**Testo di lettura**
Un sistema produttivo che va all’asta: a Mantova in vendita capannoni per 50mila metri
Il valore degli edifici al momento oggetto di fallimento ammonta a 12,6 milioni. Sul mercato 170mila metri di Valdaro spa
Enrico ComaschiMANTOVA. Vent’anni fa, nel rutilante 2000, i Comuni mantovani avevano inserito nei loro piani regolatori circa seicento nuove aree produttive. Per gli enti pubblici questo significava principalmente introiti fiscali e oneri di urbanizzazione, senza contare i benefici occupazionali e finanziari per la comunità. Sembra passato un secolo: ci sono stati l’11 Settembre, il crack dell’estate 2008 e, da ultimo, il Covid-19. Impossibile valutare gli effetti delle ondate di crisi anno per anno, ma è possibile fare una fotografia del panorama di oggi.
E oggi, lungo tutto l’asse provinciale, sono all’asta fallimentare ventiquattro capannoni per un totale di 50mila 544 metri quadrati (prezzo d’asta: 12,6 milioni). Strutture abbandonate che sono costate mediamente una quindicina di milioni: una parte non certo preponderante rispetto agli investimenti complessivi, che comprendono macchinari e tecnologia. Questo significa che, appiattendo gli estremi di capannoni “poveri” e capannoni che ospitavano l’hi-tech, il dato numerico delle aste potrebbe rappresentare il 10% circa del valore intrinseco delle attività fallite. Insomma: stando al dato di oggi, gli investimenti bruciati ammontano ad un centinaio di milioni. Il dato è di oggi e non guarda all’indietro (ed è meglio non guardare in avanti). Un disastro.
Se è vero che per le attività produttive sono stati stanziati aiuti (certo: parziali), bisogna considerare i mancati introiti per le pubbliche amministrazioni locali e incrociare il dato con la crescente richiesta di servizi da parte dei cittadini, e non solo quelli più deboli. Come risponderanno i Comuni a queste istanze senza gli introiti finanziari che prima erano garantiti dall’edilizia?
C’è poi un’altra questione che va consegnata ai sindaci dei Comuni mantovani, ed è quella relativa all’area della Valdaro Spa. Un’area in posizione altamente strategica: restano da vendere all’asta, entro la fine del 2021, circa 170mila metri quadrati di terreno per un controvalore che, tenendo per buono il prezzo fatto a Rossetto per il suo insediamento, si avvicina ai 3,4 milioni.

**Completa gli esercizi**
• 1. Rispondi in base all'articolo sui capannoni all'asta:
(a) Quante nuove aree produttive avevano inserito i Comuni mantovani nei piani regolatori nel 2000?
(b) Quanti capannoni sono all'asta fallimentare lungo l'asse provinciale?
(c) Entro quando restano da vendere all'asta i circa 170mila metri quadrati dell'area della Valdaro Spa?
• 2. Elenca tutti gli eventi di crisi citati nell'articolo sui capannoni all'asta.
• 3. Ricopia fedelmente il passo dell'articolo sui capannoni all'asta che comincia con "E oggi, lungo" e prosegue fino a "avanti). Un disastro.".

**Contenuto dei record**

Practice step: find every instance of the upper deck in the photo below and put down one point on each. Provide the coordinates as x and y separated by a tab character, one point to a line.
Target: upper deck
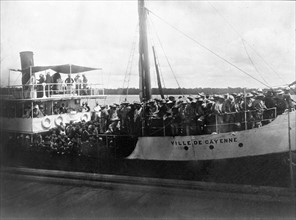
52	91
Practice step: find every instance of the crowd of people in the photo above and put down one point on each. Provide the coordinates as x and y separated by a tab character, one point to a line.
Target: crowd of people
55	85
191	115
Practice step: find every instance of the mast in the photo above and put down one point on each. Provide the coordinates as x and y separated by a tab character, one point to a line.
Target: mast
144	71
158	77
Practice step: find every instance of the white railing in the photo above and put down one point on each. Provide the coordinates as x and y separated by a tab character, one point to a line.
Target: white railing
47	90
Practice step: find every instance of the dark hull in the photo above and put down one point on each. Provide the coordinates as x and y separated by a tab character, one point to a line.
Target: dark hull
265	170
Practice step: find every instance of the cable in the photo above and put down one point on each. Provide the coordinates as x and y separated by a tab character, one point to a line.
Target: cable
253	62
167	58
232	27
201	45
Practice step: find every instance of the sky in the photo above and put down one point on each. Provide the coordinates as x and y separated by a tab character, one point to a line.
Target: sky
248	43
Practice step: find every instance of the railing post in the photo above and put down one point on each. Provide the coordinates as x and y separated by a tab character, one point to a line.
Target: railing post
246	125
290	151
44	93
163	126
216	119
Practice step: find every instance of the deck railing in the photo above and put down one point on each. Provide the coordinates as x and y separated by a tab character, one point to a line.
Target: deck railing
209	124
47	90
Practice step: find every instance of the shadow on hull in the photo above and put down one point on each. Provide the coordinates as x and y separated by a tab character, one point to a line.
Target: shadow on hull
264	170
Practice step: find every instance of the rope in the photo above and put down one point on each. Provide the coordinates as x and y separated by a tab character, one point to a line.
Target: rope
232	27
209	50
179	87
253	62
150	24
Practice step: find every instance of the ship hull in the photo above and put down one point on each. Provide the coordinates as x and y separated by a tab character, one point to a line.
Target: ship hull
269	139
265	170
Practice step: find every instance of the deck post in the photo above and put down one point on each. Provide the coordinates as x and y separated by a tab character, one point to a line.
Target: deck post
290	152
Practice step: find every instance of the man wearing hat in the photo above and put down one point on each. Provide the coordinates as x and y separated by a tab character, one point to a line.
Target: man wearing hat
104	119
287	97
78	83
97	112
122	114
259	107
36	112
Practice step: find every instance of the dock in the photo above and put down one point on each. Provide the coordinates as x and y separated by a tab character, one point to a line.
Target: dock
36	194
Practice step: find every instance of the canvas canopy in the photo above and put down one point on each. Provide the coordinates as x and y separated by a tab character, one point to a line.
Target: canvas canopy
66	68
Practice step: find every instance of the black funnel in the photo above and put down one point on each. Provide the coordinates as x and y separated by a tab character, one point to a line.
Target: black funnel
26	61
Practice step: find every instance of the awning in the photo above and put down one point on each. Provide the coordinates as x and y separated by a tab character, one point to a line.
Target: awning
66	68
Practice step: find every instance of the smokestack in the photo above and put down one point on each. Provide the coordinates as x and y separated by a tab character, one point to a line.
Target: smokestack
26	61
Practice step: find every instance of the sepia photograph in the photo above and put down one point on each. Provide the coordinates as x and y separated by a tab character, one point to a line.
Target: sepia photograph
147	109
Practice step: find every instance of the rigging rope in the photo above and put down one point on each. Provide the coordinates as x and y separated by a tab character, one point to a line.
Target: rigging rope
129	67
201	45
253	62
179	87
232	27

**Soluzioni**
• 1.
(a) Circa seicento.
(b) Ventiquattro.
(c) Entro la fine del 2021.

• 2. L'11 Settembre, il crack dell'estate 2008, il Covid-19.

• 3.
E oggi, lungo tutto l’asse provinciale, sono all’asta fallimentare ventiquattro capannoni per un totale di 50mila 544 metri quadrati (prezzo d’asta: 12,6 milioni). Strutture abbandonate che sono costate mediamente una quindicina di milioni: una parte non certo preponderante rispetto agli investimenti complessivi, che comprendono macchinari e tecnologia. Questo significa che, appiattendo gli estremi di capannoni “poveri” e capannoni che ospitavano l’hi-tech, il dato numerico delle aste potrebbe rappresentare il 10% circa del valore intrinseco delle attività fallite. Insomma: stando al dato di oggi, gli investimenti bruciati ammontano ad un centinaio di milioni. Il dato è di oggi e non guarda all’indietro (ed è meglio non guardare in avanti). Un disastro.